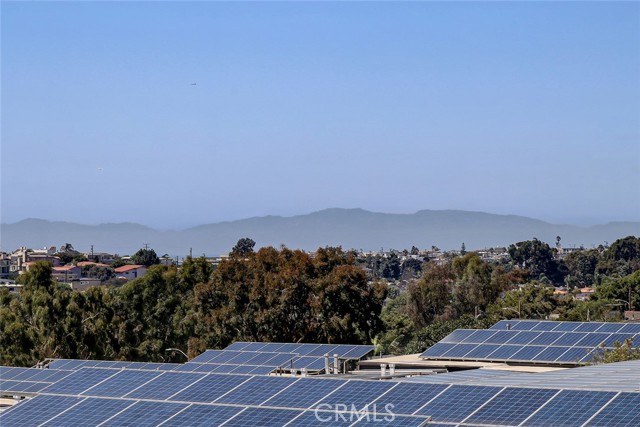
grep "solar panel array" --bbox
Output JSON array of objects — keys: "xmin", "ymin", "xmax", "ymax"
[
  {"xmin": 225, "ymin": 341, "xmax": 374, "ymax": 359},
  {"xmin": 421, "ymin": 320, "xmax": 640, "ymax": 365},
  {"xmin": 0, "ymin": 368, "xmax": 640, "ymax": 427},
  {"xmin": 403, "ymin": 360, "xmax": 640, "ymax": 391},
  {"xmin": 0, "ymin": 366, "xmax": 72, "ymax": 393}
]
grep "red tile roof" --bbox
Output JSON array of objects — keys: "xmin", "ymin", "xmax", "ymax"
[{"xmin": 113, "ymin": 265, "xmax": 146, "ymax": 273}]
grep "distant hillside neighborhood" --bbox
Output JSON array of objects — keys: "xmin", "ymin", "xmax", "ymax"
[{"xmin": 0, "ymin": 209, "xmax": 640, "ymax": 257}]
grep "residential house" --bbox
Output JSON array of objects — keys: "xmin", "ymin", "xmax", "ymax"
[
  {"xmin": 113, "ymin": 265, "xmax": 147, "ymax": 280},
  {"xmin": 51, "ymin": 265, "xmax": 82, "ymax": 283}
]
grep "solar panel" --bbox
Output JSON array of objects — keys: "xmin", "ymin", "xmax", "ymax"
[
  {"xmin": 262, "ymin": 378, "xmax": 346, "ymax": 409},
  {"xmin": 0, "ymin": 396, "xmax": 82, "ymax": 427},
  {"xmin": 416, "ymin": 385, "xmax": 501, "ymax": 422},
  {"xmin": 42, "ymin": 368, "xmax": 118, "ymax": 395},
  {"xmin": 353, "ymin": 412, "xmax": 440, "ymax": 427},
  {"xmin": 465, "ymin": 388, "xmax": 557, "ymax": 425},
  {"xmin": 171, "ymin": 374, "xmax": 248, "ymax": 403},
  {"xmin": 162, "ymin": 405, "xmax": 242, "ymax": 427},
  {"xmin": 373, "ymin": 383, "xmax": 447, "ymax": 414},
  {"xmin": 96, "ymin": 401, "xmax": 188, "ymax": 427},
  {"xmin": 80, "ymin": 370, "xmax": 161, "ymax": 397},
  {"xmin": 585, "ymin": 393, "xmax": 640, "ymax": 427},
  {"xmin": 523, "ymin": 390, "xmax": 616, "ymax": 427},
  {"xmin": 0, "ymin": 380, "xmax": 51, "ymax": 393},
  {"xmin": 215, "ymin": 377, "xmax": 297, "ymax": 405},
  {"xmin": 46, "ymin": 399, "xmax": 135, "ymax": 427},
  {"xmin": 318, "ymin": 380, "xmax": 397, "ymax": 410},
  {"xmin": 286, "ymin": 410, "xmax": 359, "ymax": 427},
  {"xmin": 219, "ymin": 408, "xmax": 300, "ymax": 427},
  {"xmin": 124, "ymin": 371, "xmax": 205, "ymax": 400}
]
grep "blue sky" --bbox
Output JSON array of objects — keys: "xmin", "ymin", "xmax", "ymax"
[{"xmin": 1, "ymin": 2, "xmax": 640, "ymax": 229}]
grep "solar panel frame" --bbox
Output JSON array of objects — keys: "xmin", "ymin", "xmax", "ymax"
[
  {"xmin": 522, "ymin": 390, "xmax": 616, "ymax": 427},
  {"xmin": 464, "ymin": 387, "xmax": 558, "ymax": 425},
  {"xmin": 46, "ymin": 398, "xmax": 136, "ymax": 427},
  {"xmin": 42, "ymin": 368, "xmax": 118, "ymax": 395},
  {"xmin": 0, "ymin": 395, "xmax": 83, "ymax": 427},
  {"xmin": 214, "ymin": 376, "xmax": 298, "ymax": 405},
  {"xmin": 169, "ymin": 374, "xmax": 249, "ymax": 403},
  {"xmin": 123, "ymin": 371, "xmax": 206, "ymax": 400},
  {"xmin": 414, "ymin": 385, "xmax": 503, "ymax": 423},
  {"xmin": 96, "ymin": 400, "xmax": 189, "ymax": 427},
  {"xmin": 318, "ymin": 380, "xmax": 398, "ymax": 410},
  {"xmin": 161, "ymin": 405, "xmax": 243, "ymax": 427}
]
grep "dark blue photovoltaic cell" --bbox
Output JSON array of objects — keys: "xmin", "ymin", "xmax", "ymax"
[
  {"xmin": 443, "ymin": 344, "xmax": 478, "ymax": 358},
  {"xmin": 216, "ymin": 377, "xmax": 297, "ymax": 405},
  {"xmin": 353, "ymin": 416, "xmax": 436, "ymax": 427},
  {"xmin": 287, "ymin": 408, "xmax": 360, "ymax": 427},
  {"xmin": 99, "ymin": 401, "xmax": 188, "ymax": 427},
  {"xmin": 219, "ymin": 408, "xmax": 300, "ymax": 427},
  {"xmin": 81, "ymin": 370, "xmax": 161, "ymax": 397},
  {"xmin": 417, "ymin": 385, "xmax": 502, "ymax": 422},
  {"xmin": 465, "ymin": 388, "xmax": 557, "ymax": 425},
  {"xmin": 250, "ymin": 366, "xmax": 273, "ymax": 375},
  {"xmin": 439, "ymin": 329, "xmax": 475, "ymax": 344},
  {"xmin": 0, "ymin": 380, "xmax": 51, "ymax": 393},
  {"xmin": 556, "ymin": 347, "xmax": 591, "ymax": 363},
  {"xmin": 46, "ymin": 398, "xmax": 135, "ymax": 427},
  {"xmin": 553, "ymin": 332, "xmax": 585, "ymax": 347},
  {"xmin": 532, "ymin": 322, "xmax": 556, "ymax": 331},
  {"xmin": 575, "ymin": 332, "xmax": 611, "ymax": 348},
  {"xmin": 293, "ymin": 344, "xmax": 323, "ymax": 357},
  {"xmin": 225, "ymin": 341, "xmax": 251, "ymax": 351},
  {"xmin": 318, "ymin": 381, "xmax": 398, "ymax": 409},
  {"xmin": 463, "ymin": 329, "xmax": 498, "ymax": 344},
  {"xmin": 533, "ymin": 347, "xmax": 567, "ymax": 362},
  {"xmin": 489, "ymin": 320, "xmax": 517, "ymax": 330},
  {"xmin": 485, "ymin": 331, "xmax": 518, "ymax": 344},
  {"xmin": 263, "ymin": 378, "xmax": 346, "ymax": 409},
  {"xmin": 162, "ymin": 405, "xmax": 242, "ymax": 427},
  {"xmin": 620, "ymin": 323, "xmax": 640, "ymax": 334},
  {"xmin": 43, "ymin": 368, "xmax": 119, "ymax": 394},
  {"xmin": 512, "ymin": 320, "xmax": 540, "ymax": 331},
  {"xmin": 341, "ymin": 345, "xmax": 374, "ymax": 359},
  {"xmin": 171, "ymin": 374, "xmax": 249, "ymax": 403},
  {"xmin": 604, "ymin": 333, "xmax": 640, "ymax": 347},
  {"xmin": 231, "ymin": 365, "xmax": 258, "ymax": 375},
  {"xmin": 124, "ymin": 371, "xmax": 205, "ymax": 400},
  {"xmin": 574, "ymin": 322, "xmax": 602, "ymax": 332},
  {"xmin": 420, "ymin": 343, "xmax": 456, "ymax": 357},
  {"xmin": 465, "ymin": 344, "xmax": 500, "ymax": 359},
  {"xmin": 489, "ymin": 345, "xmax": 521, "ymax": 360},
  {"xmin": 598, "ymin": 323, "xmax": 624, "ymax": 333},
  {"xmin": 370, "ymin": 383, "xmax": 448, "ymax": 415},
  {"xmin": 529, "ymin": 332, "xmax": 562, "ymax": 346},
  {"xmin": 0, "ymin": 396, "xmax": 82, "ymax": 427},
  {"xmin": 524, "ymin": 390, "xmax": 615, "ymax": 427},
  {"xmin": 508, "ymin": 345, "xmax": 545, "ymax": 361},
  {"xmin": 588, "ymin": 393, "xmax": 640, "ymax": 427},
  {"xmin": 553, "ymin": 322, "xmax": 582, "ymax": 332}
]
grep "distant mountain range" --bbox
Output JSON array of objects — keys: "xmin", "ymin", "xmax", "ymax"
[{"xmin": 0, "ymin": 208, "xmax": 640, "ymax": 256}]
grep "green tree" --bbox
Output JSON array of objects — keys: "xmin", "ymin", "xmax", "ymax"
[
  {"xmin": 487, "ymin": 282, "xmax": 560, "ymax": 319},
  {"xmin": 231, "ymin": 237, "xmax": 256, "ymax": 257},
  {"xmin": 564, "ymin": 249, "xmax": 600, "ymax": 288},
  {"xmin": 508, "ymin": 238, "xmax": 562, "ymax": 283},
  {"xmin": 131, "ymin": 248, "xmax": 160, "ymax": 267},
  {"xmin": 590, "ymin": 339, "xmax": 640, "ymax": 365}
]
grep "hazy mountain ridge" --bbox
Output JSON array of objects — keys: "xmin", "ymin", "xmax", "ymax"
[{"xmin": 0, "ymin": 208, "xmax": 640, "ymax": 256}]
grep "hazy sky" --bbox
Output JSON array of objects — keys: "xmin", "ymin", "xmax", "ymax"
[{"xmin": 1, "ymin": 1, "xmax": 640, "ymax": 228}]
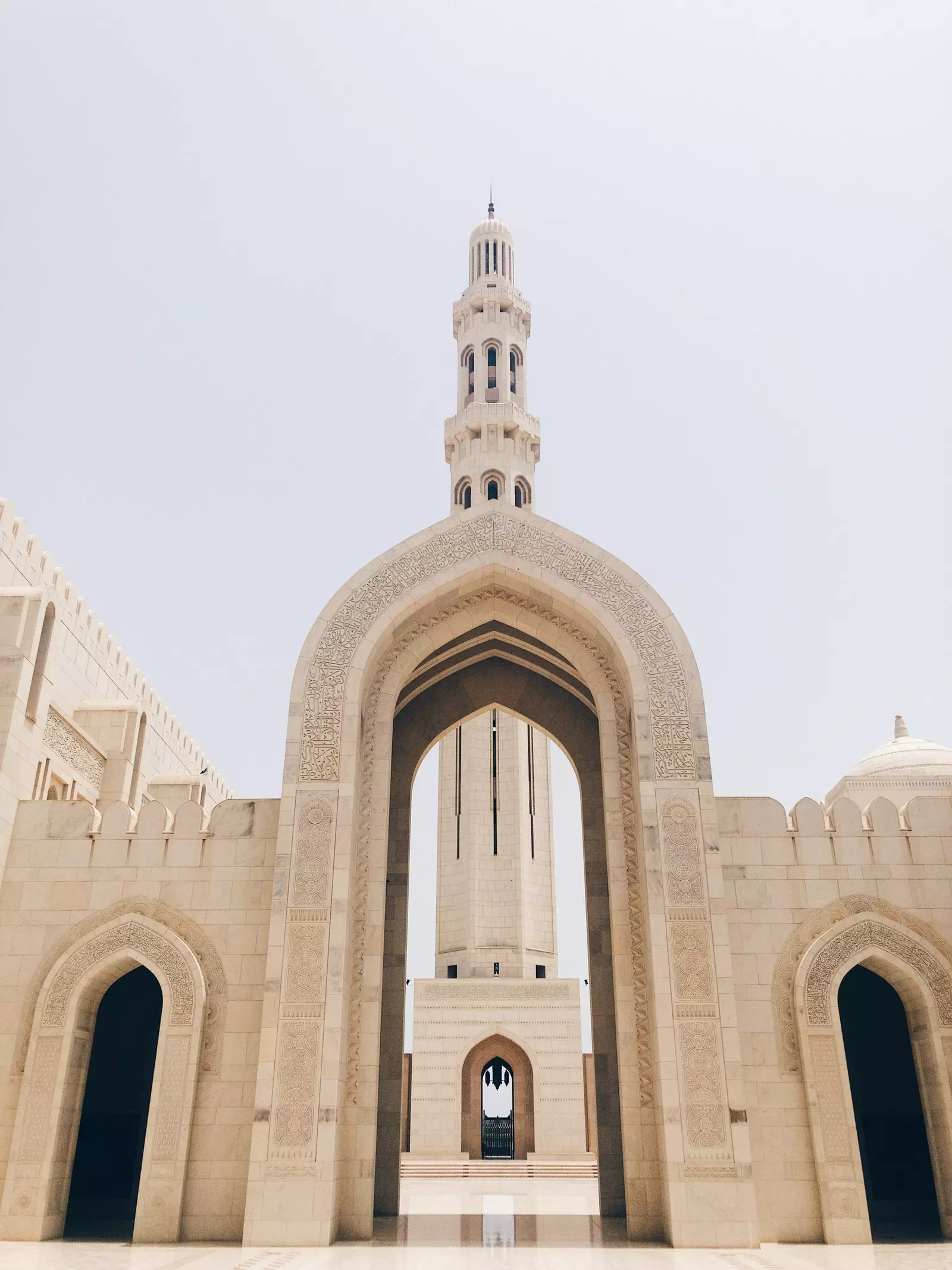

◆ ◆ ◆ ◆

### Given task:
Return each of the lines above that contains the word "mountain". Case counts.

### Reply:
grep "distant mountain range" --bbox
grep "hazy mountain ridge" --bbox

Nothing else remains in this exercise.